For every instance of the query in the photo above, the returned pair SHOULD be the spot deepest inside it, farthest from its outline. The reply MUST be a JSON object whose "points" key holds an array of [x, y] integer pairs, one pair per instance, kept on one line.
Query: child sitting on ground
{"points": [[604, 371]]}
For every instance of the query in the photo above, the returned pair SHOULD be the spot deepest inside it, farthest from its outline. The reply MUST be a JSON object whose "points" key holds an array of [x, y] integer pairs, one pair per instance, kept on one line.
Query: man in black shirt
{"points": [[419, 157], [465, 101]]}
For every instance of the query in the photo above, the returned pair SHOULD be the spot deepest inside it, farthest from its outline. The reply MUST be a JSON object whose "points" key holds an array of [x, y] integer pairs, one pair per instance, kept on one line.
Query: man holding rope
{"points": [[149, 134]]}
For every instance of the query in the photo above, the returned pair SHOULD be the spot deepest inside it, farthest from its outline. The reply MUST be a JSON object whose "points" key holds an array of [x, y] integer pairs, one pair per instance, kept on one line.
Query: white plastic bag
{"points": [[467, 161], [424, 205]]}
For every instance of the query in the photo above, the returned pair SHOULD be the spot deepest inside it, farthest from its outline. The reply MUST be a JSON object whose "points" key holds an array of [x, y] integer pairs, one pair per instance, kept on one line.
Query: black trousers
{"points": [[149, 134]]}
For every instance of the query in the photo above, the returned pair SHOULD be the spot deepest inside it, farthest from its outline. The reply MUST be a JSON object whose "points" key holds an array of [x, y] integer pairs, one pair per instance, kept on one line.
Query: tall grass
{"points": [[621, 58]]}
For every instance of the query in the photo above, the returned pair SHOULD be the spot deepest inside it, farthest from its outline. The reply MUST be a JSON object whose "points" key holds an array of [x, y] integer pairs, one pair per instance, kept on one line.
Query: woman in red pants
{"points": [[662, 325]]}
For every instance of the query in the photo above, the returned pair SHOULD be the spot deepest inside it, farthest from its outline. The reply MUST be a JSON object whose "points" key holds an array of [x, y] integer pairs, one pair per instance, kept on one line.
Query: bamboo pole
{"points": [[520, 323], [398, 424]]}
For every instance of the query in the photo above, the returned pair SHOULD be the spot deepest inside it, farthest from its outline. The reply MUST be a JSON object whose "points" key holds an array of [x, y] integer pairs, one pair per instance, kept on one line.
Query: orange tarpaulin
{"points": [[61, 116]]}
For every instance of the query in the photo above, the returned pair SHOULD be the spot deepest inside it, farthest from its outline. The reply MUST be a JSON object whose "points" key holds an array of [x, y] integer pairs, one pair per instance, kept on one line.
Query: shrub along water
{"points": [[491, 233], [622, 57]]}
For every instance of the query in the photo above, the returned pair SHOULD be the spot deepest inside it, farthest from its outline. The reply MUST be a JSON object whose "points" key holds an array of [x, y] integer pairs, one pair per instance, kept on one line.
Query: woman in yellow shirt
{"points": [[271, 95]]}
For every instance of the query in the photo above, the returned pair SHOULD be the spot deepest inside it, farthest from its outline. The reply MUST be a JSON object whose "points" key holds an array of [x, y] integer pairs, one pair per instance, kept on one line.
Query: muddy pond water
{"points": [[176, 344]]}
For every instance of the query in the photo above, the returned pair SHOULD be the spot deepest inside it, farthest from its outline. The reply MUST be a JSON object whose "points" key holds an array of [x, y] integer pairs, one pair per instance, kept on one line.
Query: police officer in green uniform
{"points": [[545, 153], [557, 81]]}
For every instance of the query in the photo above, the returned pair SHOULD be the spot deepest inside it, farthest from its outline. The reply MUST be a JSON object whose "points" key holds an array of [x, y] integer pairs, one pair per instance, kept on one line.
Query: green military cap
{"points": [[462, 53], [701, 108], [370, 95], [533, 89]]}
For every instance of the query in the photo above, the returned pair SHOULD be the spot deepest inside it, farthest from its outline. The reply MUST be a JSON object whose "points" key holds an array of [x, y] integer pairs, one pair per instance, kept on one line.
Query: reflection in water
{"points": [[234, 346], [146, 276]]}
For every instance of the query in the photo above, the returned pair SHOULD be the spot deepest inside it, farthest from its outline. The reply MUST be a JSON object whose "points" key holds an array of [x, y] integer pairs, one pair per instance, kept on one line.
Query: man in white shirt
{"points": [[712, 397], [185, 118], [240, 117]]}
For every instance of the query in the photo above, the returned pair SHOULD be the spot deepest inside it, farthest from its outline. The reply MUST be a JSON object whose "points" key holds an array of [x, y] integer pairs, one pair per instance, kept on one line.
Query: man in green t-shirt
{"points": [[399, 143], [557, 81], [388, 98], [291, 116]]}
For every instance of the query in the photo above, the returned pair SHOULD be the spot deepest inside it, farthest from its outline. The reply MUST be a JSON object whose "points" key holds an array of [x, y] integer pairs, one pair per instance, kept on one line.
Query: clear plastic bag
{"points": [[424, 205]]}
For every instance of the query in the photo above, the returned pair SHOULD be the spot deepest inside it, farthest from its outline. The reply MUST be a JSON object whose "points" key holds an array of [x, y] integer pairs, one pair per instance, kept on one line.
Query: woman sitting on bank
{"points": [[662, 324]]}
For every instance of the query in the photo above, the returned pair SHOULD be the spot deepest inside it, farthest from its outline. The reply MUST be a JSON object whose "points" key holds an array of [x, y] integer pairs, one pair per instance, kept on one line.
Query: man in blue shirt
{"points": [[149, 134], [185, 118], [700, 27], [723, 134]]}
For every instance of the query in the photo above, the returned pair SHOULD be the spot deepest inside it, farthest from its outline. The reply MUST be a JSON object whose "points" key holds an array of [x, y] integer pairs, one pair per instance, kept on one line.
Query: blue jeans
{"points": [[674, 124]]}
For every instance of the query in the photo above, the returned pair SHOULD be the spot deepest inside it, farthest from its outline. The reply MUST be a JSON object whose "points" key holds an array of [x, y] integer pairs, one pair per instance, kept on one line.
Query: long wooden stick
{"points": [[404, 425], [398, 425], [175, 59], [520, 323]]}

### Your objective
Please repeat the listing above in full and exactly.

### Written response
For every instance of the query in the photo above, the returned pair SHOULD be the spot deepest inside it, farthest from its outline. The reply MUST be a JSON object whose "points" key holds an array of [x, y] integer pairs, one pair per instance, kept on one line.
Query: child sitting on ground
{"points": [[604, 371]]}
For every instance of the query in the photo above, the returned pair SHOULD be the spot deepest inside it, farthest from its outline. The reply MUST be a JSON object whose "points" key holds an array of [x, y] integer pairs, one pair per instance, kept on one line.
Query: man in black shirt
{"points": [[419, 157], [465, 101]]}
For every instance of the query in the photo above, the returned pair SHOULD be the spot deepest inside it, farthest from its outline. The reply MUST be a JSON object whose "points" key holds an array of [x, y] integer pairs, one pair per instance, kept on one line.
Query: man holding rope
{"points": [[149, 134]]}
For every instance of the query in the photo above, the returned pair SHOULD be the spot deepest inside it, farthest from its outline. The reply MUST be a JSON object whose "points" key holds an array of [x, y] integer pairs, one pair per instance, kept on one line.
Query: white plastic bag
{"points": [[467, 161], [424, 205]]}
For every instance of the query in the photo above, the returned pair SHOULD be the spot deepest inside it, farthest from its outline. The reply MUST be a JSON object whose "points" key holds an array of [x, y] integer pairs, one pair per instance, kept on one line.
Query: black trousers
{"points": [[149, 134]]}
For every instance of the query in the photo above, the returned pair SHOULD be the spot deepest inside it, farthest from its outline. The reply MUST be a JSON object whose "points" key holds an array of [x, y] integer pairs, one pair per instance, kept on one line.
Query: tall grass
{"points": [[621, 58]]}
For every instance of the query in the photo above, the returned pair SHOULD be the spot deepest inside it, farthest from its outline. The reply MUST be a JSON object whose "points" key holds an array of [x, y] integer pairs, one pair per instance, kept on one line.
Query: woman in red pants
{"points": [[662, 325]]}
For every instance of the query in the photo above, the returned pair SHOULD be the spot deepest inside it, farthest from its outline. The reply MUST be a JSON object whose "points" key holds an array of [x, y] integer pairs, one pair per instance, kept on one line.
Query: bamboo pole
{"points": [[520, 323], [398, 424]]}
For every instance of the query in the photo above, the returned pair SHOULD be the spot deepest inside it, farthest from its outline. The reply MUST be a JSON object whose "points" key holds an array of [x, y] integer pairs, one pair per instance, kept on one line.
Query: orange tarpaulin
{"points": [[61, 116]]}
For every instance of the query in the photo above, the returned pair SHOULD be the spot deepest inside it, farthest from its outline. The reply MUST be a JSON object whose "points" key holds an array of [x, y] integer pairs, one pair per instance, kept on one line.
Query: shrub along water
{"points": [[491, 233], [622, 57]]}
For every instance of the query in the photo above, the returned pair SHOULD be the spot deepest inside it, farthest from its outline. The reply MUST be a JSON object whose "points" key holds an array of [x, y] integer pairs, one pair per instance, kept on one line.
Query: woman in yellow shirt
{"points": [[271, 95]]}
For every instance of the query in the photo above, the returned pair SHOULD be the spot deepest inside it, farthest from its outline. The reply MUST be a JSON object whose "points" key holds an array of [x, y] integer pairs, one pair per instance, kept on one line.
Query: muddy pond water
{"points": [[176, 344]]}
For every instance of the query in the photo above, the returned pair SHOULD be the spot deepest inside it, farthest from its outline. The reply MUST be a JSON object whose "points" key holds an array of [x, y] integer pairs, one pair per instance, kept on one line.
Query: police officer in green uniform
{"points": [[545, 153], [557, 81]]}
For every instance of the query in the photo above, the returned pair SHOULD be the spot deepest inside it, farthest from its outline. The reply MUST be a JSON object whose "points" key holds an array of [x, y] integer pairs, one pair per instance, kept on one line.
Query: green military cap
{"points": [[462, 53], [701, 108], [370, 95], [533, 89]]}
For every instance of the query in the photo above, the returned pair SHOULD be the spot deepest inside it, farthest from its outline. The reply MUST be a JSON object whose "points" key holds an array of [x, y] integer pairs, one pair per instance, kept on one line.
Query: reflection in water
{"points": [[234, 346], [146, 276]]}
For every instance of the query in the photo above, the returned pair SHOULD be the spot deepest inside it, farthest from its outline. The reply MUST be a JSON object whose "points" key holds an array of [x, y] integer pairs, one pair per instance, kept on one line.
Query: man in white shirt
{"points": [[712, 397], [185, 118], [240, 117]]}
For every instance of the query in the photo above, the returned pair SHOULD be the spot deepest inside it, farthest from its outline. The reply MUST be a JSON object whose "points" key holds an array of [x, y] integer pairs, one pair per instance, kept on one line.
Query: man in green t-shirt
{"points": [[399, 143], [557, 81], [388, 98], [291, 116]]}
For every instance of the query in the photo above, the returned pair SHOULD be the spot deepest inside it, farthest from its outline. The reply MUST be a JSON object whose "points" key holds an array of [x, y] integer pairs, one pair per instance, kept on one line.
Query: clear plastic bag
{"points": [[424, 205]]}
For every instance of the query in the photo above, the returned pair SHOULD be the spot deepest inside it, farthest from its outline. The reply MUST be a JSON object whose "points" key holds an array of [x, y] integer pairs, one pair per instance, kept on one line.
Query: woman sitting on bank
{"points": [[662, 324]]}
For every instance of the query in the photo above, the returned pair SHOULD be the spot deepest inside it, farthest from its outline. The reply MUST be a JSON object whose "points" key holds an array of [x, y] integer pairs, one pair per instance, kept on one line.
Query: man in blue shirt
{"points": [[149, 134], [185, 118], [700, 27], [723, 134]]}
For every instance of the query in the photo above, the returned pair SHOULD be the spot deepest inside it, farthest from its outline. The reply MUST be a JSON object whose "points" key holds an array of [x, y] integer pairs, one pair per instance, kept on one line.
Query: blue jeans
{"points": [[674, 124]]}
For every instance of the query in the photo above, the returned pair SHOULD be the spot deepest inside it, farthest from its outline. The reply MUST be a JSON object whose "points" key holds an array of [x, y] integer pairs, one pair per instance, kept on one line.
Query: long wooden stick
{"points": [[404, 425], [398, 425], [175, 59], [520, 323]]}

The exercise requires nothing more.